## Brief
From the listing that follows, extract every line and set it down unaltered.

## Task material
═══
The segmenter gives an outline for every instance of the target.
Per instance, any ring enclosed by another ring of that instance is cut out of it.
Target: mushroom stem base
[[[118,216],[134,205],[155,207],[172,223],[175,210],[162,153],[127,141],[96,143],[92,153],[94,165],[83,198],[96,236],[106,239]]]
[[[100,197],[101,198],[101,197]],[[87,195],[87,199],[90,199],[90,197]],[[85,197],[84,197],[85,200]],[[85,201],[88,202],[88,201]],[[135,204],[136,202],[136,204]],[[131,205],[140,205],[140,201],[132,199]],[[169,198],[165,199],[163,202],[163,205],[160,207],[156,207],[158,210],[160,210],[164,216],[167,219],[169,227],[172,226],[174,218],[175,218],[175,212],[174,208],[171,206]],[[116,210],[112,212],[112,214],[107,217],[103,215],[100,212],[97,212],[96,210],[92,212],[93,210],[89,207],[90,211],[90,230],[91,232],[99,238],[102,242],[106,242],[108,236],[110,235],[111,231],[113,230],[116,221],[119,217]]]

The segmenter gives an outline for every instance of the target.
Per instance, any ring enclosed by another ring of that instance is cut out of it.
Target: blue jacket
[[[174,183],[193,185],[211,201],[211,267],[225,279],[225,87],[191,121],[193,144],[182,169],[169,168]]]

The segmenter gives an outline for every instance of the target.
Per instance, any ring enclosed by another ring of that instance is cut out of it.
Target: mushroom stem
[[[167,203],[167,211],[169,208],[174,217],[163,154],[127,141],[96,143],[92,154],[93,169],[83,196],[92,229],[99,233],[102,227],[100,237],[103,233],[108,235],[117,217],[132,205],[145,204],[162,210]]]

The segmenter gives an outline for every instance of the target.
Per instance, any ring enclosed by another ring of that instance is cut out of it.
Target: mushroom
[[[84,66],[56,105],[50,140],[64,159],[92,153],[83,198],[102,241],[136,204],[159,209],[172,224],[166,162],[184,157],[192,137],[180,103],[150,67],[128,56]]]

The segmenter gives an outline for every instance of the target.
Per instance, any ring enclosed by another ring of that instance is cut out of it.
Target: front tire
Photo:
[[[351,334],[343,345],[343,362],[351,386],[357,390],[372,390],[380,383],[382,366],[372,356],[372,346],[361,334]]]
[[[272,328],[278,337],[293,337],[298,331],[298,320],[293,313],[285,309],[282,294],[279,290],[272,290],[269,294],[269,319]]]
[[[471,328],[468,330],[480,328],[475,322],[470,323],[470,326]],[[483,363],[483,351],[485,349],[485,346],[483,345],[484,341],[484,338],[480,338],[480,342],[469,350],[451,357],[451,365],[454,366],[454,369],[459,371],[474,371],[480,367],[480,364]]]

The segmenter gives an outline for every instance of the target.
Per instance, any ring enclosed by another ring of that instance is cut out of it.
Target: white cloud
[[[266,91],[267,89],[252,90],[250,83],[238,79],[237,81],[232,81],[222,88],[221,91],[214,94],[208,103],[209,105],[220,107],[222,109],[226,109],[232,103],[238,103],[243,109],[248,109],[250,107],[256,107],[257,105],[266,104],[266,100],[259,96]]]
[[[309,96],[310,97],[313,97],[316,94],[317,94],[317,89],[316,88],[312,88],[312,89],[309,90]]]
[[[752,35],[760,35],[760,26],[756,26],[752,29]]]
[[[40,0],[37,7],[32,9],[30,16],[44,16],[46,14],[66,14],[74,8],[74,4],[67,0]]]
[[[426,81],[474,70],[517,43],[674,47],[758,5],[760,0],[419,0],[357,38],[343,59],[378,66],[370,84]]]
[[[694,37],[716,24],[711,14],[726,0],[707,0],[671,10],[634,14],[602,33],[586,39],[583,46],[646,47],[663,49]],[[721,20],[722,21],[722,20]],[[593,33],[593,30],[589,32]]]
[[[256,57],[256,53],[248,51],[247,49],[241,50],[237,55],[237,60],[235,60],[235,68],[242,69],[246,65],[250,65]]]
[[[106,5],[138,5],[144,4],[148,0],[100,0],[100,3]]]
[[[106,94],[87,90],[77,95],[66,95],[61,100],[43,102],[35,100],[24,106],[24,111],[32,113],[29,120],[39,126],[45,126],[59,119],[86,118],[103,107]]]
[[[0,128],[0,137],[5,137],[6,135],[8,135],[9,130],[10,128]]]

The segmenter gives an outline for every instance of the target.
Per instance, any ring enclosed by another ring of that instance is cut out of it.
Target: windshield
═══
## Solution
The segmenter gives an outline for every instance of the target.
Per instance, any ring enclosed by another ring of that instance is cut out of it.
Target: mushroom stem base
[[[118,216],[134,205],[155,207],[172,223],[175,210],[162,153],[127,141],[96,143],[92,153],[94,165],[83,198],[96,236],[106,239]]]
[[[100,197],[101,198],[101,197]],[[87,195],[87,199],[90,199],[90,197]],[[85,197],[84,197],[85,200]],[[85,201],[88,202],[88,201]],[[135,204],[136,202],[136,204]],[[131,205],[140,205],[140,201],[132,199]],[[169,198],[165,199],[163,202],[163,205],[160,207],[156,207],[158,210],[160,210],[164,216],[167,219],[169,227],[172,226],[174,218],[175,218],[175,212],[174,208],[171,206]],[[116,210],[112,212],[112,214],[107,217],[103,215],[100,212],[97,212],[96,210],[92,212],[93,210],[89,207],[90,211],[90,230],[91,232],[99,238],[102,242],[106,242],[108,236],[110,235],[111,231],[113,230],[116,221],[119,217]]]

The segmenter gives an outline for every instance of the target.
Per instance, any ring enclosed by another ring of that instance is cut out of it.
Target: blue jacket
[[[174,183],[193,185],[211,201],[211,267],[225,279],[225,87],[191,121],[193,144],[182,169],[169,168]]]

The segmenter gives an outline for every instance of the target.
Per instance, any ring enclosed by another ring of that instance is cut out of it.
Target: mushroom stem
[[[167,203],[167,211],[169,208],[174,217],[163,154],[127,141],[96,143],[92,154],[93,169],[83,196],[92,229],[99,233],[102,227],[100,237],[103,233],[108,235],[117,217],[132,205],[145,204],[162,210]]]

The segmenter gives an outline for every instance of the target.
Per instance, any ring enclosed by another ring of that instance is cut out of it.
Target: mushroom
[[[84,66],[56,105],[50,140],[64,159],[92,153],[83,198],[102,241],[136,204],[159,209],[172,224],[166,162],[184,157],[192,137],[180,103],[150,67],[128,56]]]

The segmenter gives an outline for every instance of the target.
Per instance, any ring enclosed by another ring of that instance is cut out of it.
Target: front tire
Photo:
[[[351,334],[343,345],[343,362],[351,386],[357,390],[372,390],[380,383],[382,366],[372,356],[372,346],[361,334]]]
[[[272,328],[278,337],[293,337],[298,331],[298,320],[293,313],[285,309],[282,294],[279,290],[272,290],[269,294],[269,319]]]
[[[471,328],[468,330],[480,328],[475,322],[470,323],[470,326]],[[483,363],[483,351],[485,349],[485,346],[483,345],[484,341],[484,338],[480,338],[480,342],[469,350],[451,357],[451,365],[454,366],[454,369],[459,371],[474,371],[480,367],[480,364]]]

The segmenter gives an outline for every instance of the target.
Per instance, any ring enclosed by another ring of that instance is cut out of it.
Target: white cloud
[[[266,91],[267,89],[252,90],[250,83],[238,79],[237,81],[232,81],[222,88],[221,91],[214,94],[208,103],[209,105],[220,107],[222,109],[226,109],[232,103],[238,103],[243,109],[248,109],[250,107],[256,107],[257,105],[266,104],[266,100],[259,96]]]
[[[309,96],[310,97],[313,97],[316,94],[317,94],[317,89],[316,88],[312,88],[312,89],[309,90]]]
[[[752,35],[760,35],[760,26],[756,26],[752,29]]]
[[[40,0],[37,7],[32,9],[30,16],[44,16],[46,14],[66,14],[74,8],[74,4],[67,0]]]
[[[426,81],[474,70],[517,43],[674,47],[758,5],[760,0],[419,0],[357,38],[343,59],[378,66],[370,84]]]
[[[694,37],[716,24],[711,14],[726,0],[707,0],[671,10],[634,14],[602,33],[586,39],[583,46],[646,47],[663,49]],[[721,20],[722,21],[722,20]],[[593,33],[593,30],[589,32]]]
[[[256,57],[256,53],[248,51],[247,49],[241,50],[237,55],[237,60],[235,60],[235,68],[242,69],[246,65],[250,65]]]
[[[106,5],[138,5],[144,4],[148,0],[100,0],[100,3]]]
[[[106,94],[87,90],[77,95],[66,95],[61,100],[43,102],[35,100],[24,106],[24,111],[32,113],[29,120],[39,126],[45,126],[59,119],[86,118],[103,107]]]
[[[0,128],[0,137],[5,137],[6,135],[8,135],[9,130],[10,128]]]

The segmenter gives an outline for every instance of the target.
Per instance, any ring enclosed by another ring of that instance is cut out of it.
Target: windshield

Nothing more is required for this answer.